- [ÉNONCÉ A]
Renvoie chaque ligne des enregistrements qui contient le mot « sign », en tenant compte de la casse.

Le Monde selon Da Vinci
L’homme de sciences réalise plusieurs cartes terrestres et côtières. On retiendra ainsi, par exemple, des représentations à vol d’oiseau de la Toscane. Mais, en 1504, Leonardo voit plus grand : on attribue à son atelier la réalisation d’un globe terrestre unique par sa singularité : le « Mundus Novus ». Des recherches récentes ont émis l’hypothèse qu’il aurait servi de modèle au Globe de Lenox datant de 1510.
Dans sa perspective cartographique, la terre compte une superficie de sept mille milles nautiques italiens de l’époque (8.960 km ou 29,6 % de son diamètre réel), à une échelle de 1:80.000.000. Une petite boule d’à peine onze centimètres de diamètre, recouverte d’une magistrale carte du monde, gravée de la main d’un grand artiste. Tout un univers en couleurs et en relief gravé sur deux fragiles coques d’œufs d’autruche : lignes de littoral, montagnes, lacs, méandres des rivières, îles, navires, bateaux de pêche, marins tombés à l’eau, monstres marins, ports, continents, volcans, tourbillons, océans magiques... Un travail d’orfèvre.
© Images - Washington Map Society) - ISPRS Annals of the Photogrammetry G. Verhoeven – S. Missine)

- [ÉNONCÉ B]
Relève toutes les unités de longueur employées dans le texte sur le monde selon Da Vinci.

- [ENTRÉES EXTRAITES]
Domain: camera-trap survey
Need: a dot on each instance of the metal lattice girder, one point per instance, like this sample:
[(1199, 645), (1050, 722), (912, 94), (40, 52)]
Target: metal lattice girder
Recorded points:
--
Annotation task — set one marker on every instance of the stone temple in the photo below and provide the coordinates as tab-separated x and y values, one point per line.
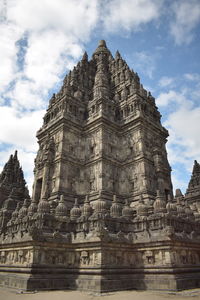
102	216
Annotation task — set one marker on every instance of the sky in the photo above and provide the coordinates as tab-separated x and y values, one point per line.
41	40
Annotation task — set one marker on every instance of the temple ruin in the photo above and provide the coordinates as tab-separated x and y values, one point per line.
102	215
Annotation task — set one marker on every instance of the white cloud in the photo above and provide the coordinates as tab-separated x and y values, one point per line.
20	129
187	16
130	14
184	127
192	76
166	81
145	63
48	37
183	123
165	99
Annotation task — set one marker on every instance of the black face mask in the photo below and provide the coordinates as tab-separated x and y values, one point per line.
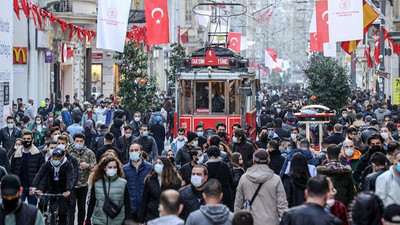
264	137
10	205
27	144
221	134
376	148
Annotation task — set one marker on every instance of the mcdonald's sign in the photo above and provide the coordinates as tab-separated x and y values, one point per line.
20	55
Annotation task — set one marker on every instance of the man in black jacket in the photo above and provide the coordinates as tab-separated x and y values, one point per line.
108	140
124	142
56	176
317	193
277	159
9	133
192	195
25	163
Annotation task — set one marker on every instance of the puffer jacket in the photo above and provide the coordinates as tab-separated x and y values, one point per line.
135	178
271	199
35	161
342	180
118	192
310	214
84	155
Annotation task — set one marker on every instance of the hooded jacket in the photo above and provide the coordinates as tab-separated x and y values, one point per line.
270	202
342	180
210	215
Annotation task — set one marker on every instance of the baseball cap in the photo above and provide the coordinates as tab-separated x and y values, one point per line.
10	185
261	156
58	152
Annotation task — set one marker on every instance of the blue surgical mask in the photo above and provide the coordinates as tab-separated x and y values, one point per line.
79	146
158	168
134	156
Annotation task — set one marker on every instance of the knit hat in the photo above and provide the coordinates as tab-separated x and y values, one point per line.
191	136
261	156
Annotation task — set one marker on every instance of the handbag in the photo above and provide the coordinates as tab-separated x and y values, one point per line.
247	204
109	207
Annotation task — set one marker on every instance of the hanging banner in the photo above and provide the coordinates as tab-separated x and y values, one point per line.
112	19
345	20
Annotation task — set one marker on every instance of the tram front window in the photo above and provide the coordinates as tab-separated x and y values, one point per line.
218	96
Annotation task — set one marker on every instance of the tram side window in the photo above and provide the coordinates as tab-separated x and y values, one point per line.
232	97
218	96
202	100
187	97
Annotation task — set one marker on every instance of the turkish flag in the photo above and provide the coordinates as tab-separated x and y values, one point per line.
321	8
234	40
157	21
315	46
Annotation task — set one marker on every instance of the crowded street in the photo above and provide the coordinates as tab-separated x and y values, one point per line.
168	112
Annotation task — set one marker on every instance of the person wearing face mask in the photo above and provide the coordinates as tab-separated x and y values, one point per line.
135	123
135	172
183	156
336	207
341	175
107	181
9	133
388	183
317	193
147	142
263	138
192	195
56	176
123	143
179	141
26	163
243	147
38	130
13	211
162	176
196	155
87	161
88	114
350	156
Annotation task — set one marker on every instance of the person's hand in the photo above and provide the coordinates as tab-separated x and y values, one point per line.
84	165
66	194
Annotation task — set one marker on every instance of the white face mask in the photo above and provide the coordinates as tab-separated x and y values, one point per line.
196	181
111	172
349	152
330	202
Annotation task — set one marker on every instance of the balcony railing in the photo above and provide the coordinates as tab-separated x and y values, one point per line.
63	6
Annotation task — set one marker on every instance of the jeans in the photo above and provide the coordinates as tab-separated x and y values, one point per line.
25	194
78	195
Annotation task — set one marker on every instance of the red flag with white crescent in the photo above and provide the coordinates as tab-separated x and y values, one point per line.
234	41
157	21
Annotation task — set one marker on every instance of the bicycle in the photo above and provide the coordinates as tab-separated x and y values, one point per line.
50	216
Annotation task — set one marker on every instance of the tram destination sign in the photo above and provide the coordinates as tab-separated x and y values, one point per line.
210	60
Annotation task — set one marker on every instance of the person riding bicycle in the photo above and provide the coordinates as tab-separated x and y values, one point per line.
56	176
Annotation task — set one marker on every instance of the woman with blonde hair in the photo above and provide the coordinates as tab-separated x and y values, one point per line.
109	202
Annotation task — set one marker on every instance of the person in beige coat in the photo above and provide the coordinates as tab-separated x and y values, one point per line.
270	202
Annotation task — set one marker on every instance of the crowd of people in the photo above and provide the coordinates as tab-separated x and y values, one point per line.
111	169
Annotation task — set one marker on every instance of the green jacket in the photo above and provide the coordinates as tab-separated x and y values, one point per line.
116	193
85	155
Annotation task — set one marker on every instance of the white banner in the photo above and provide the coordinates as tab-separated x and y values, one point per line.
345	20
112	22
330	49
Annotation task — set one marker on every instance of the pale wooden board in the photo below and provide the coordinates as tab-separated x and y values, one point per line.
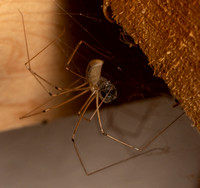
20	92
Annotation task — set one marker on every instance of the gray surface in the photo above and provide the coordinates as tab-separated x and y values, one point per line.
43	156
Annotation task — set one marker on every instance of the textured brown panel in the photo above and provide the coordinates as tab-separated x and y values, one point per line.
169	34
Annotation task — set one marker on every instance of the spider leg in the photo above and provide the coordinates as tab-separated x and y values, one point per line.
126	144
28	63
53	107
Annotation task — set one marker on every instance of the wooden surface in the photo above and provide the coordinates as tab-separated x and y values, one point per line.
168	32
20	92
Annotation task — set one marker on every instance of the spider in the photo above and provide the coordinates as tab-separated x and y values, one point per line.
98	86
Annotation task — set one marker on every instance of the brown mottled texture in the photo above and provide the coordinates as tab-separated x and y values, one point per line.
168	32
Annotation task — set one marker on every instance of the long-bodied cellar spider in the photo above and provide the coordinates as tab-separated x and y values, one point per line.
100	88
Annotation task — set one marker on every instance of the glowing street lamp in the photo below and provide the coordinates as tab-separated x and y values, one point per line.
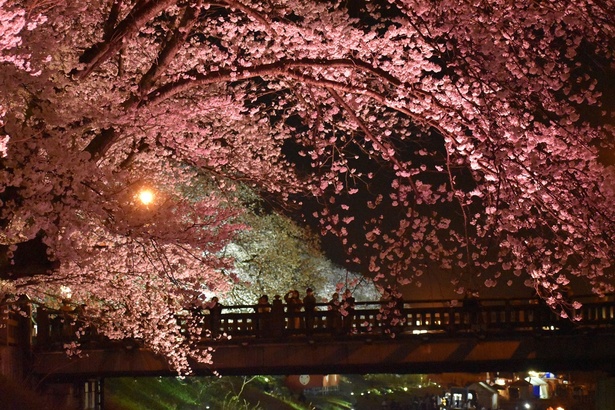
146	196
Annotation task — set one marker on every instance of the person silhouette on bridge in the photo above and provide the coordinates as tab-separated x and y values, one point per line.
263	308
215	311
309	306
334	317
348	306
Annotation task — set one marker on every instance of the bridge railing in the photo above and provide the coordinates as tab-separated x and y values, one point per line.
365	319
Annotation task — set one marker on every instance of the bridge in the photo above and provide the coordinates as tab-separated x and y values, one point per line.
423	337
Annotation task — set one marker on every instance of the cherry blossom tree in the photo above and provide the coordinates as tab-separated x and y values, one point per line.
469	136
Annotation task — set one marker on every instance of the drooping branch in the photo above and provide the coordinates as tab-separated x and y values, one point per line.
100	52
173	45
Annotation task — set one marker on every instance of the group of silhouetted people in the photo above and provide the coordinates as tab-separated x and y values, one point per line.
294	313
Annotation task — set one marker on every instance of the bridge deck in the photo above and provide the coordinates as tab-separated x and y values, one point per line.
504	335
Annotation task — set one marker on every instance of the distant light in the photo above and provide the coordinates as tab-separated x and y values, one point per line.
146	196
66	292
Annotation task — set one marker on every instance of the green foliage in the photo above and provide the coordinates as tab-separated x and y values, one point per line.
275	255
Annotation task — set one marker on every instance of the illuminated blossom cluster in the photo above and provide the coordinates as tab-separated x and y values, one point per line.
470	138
...
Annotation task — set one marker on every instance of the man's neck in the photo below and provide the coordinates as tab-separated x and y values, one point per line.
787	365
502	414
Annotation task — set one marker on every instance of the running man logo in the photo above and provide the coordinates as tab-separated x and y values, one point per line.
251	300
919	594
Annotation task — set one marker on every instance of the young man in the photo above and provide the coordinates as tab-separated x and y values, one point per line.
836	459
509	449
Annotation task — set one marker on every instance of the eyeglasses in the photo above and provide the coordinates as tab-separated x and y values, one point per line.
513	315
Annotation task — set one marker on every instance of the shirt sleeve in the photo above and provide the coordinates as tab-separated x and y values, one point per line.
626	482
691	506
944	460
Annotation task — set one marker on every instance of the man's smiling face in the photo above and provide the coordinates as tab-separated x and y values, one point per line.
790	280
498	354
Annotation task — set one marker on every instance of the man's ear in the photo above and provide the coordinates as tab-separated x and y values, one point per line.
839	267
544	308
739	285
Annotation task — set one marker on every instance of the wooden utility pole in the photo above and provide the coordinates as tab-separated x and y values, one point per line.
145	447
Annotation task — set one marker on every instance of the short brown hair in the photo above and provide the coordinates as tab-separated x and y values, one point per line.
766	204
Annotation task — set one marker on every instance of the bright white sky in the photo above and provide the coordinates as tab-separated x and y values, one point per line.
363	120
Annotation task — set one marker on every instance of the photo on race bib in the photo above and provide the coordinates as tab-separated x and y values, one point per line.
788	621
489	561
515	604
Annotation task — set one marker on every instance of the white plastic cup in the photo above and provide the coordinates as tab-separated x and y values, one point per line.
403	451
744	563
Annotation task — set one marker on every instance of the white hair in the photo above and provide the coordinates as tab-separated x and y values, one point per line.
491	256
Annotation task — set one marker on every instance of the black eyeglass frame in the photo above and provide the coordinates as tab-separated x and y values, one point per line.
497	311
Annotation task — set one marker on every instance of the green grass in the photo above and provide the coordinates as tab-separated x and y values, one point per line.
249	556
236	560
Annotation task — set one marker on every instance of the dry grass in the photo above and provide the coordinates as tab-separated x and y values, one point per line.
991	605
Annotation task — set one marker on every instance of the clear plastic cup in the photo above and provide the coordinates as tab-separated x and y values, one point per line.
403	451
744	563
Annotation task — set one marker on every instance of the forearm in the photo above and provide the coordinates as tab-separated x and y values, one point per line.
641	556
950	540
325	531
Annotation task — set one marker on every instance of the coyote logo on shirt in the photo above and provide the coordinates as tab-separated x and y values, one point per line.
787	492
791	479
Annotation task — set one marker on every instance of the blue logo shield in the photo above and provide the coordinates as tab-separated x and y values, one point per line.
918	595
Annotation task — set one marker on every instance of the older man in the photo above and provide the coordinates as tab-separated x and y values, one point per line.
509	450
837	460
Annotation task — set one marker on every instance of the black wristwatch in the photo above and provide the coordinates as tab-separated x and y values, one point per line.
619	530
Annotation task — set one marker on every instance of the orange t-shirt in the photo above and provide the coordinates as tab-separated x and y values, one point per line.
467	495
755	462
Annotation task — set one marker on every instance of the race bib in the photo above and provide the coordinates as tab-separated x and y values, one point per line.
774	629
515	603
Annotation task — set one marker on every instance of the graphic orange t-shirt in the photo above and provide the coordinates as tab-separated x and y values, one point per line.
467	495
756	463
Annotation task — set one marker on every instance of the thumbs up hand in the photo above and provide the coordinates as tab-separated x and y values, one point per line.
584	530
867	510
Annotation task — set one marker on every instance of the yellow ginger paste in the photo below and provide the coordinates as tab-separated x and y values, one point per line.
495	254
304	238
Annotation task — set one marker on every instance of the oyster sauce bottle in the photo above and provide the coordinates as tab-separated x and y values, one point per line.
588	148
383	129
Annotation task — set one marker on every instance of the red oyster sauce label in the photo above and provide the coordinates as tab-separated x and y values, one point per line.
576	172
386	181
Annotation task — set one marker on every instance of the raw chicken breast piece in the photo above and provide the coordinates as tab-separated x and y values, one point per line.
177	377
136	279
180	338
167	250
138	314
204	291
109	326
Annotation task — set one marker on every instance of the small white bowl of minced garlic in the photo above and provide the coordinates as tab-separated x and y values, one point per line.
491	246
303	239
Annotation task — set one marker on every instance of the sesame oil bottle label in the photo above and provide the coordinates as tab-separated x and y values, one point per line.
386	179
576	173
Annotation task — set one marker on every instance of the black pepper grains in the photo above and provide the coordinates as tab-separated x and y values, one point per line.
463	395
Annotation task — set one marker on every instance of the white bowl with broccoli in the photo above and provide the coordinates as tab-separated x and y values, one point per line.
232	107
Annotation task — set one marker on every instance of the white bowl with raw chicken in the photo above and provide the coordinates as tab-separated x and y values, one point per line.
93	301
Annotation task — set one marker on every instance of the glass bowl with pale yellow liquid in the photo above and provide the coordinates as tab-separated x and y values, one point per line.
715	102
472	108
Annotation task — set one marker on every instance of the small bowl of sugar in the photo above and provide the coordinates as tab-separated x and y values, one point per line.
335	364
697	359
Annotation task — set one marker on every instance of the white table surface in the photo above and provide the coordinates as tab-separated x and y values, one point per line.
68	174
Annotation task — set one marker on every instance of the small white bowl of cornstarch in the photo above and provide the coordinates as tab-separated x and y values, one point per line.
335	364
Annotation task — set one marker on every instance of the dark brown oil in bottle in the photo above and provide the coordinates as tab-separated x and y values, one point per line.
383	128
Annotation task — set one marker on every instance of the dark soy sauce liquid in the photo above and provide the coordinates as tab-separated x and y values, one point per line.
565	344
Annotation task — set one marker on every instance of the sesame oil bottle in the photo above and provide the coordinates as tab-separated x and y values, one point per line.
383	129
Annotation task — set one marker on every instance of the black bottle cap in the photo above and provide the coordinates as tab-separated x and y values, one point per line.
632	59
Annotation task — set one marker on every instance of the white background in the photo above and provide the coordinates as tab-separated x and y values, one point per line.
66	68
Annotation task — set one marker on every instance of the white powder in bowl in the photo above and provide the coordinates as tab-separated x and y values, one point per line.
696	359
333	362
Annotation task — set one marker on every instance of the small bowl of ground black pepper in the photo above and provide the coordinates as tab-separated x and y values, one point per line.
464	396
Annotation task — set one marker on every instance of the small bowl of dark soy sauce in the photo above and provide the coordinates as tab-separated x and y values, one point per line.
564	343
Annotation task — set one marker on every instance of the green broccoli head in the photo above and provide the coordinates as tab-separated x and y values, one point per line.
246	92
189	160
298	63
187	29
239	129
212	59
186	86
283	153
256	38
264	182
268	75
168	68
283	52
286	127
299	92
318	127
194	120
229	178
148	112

- [RÉPONSE A]
Annotation task — set one marker on every instance of the mcdonald's sign in the photo above and provide the coordinates as tab-separated x and y values, one point per line.
Annotation task — set one marker on every instance of the tram destination sign in the photo above and provide the coordinates as tab-separated x and y values, one point per line.

- [RÉPONSE B]
- milles nautiques italiens
- km
- centimètres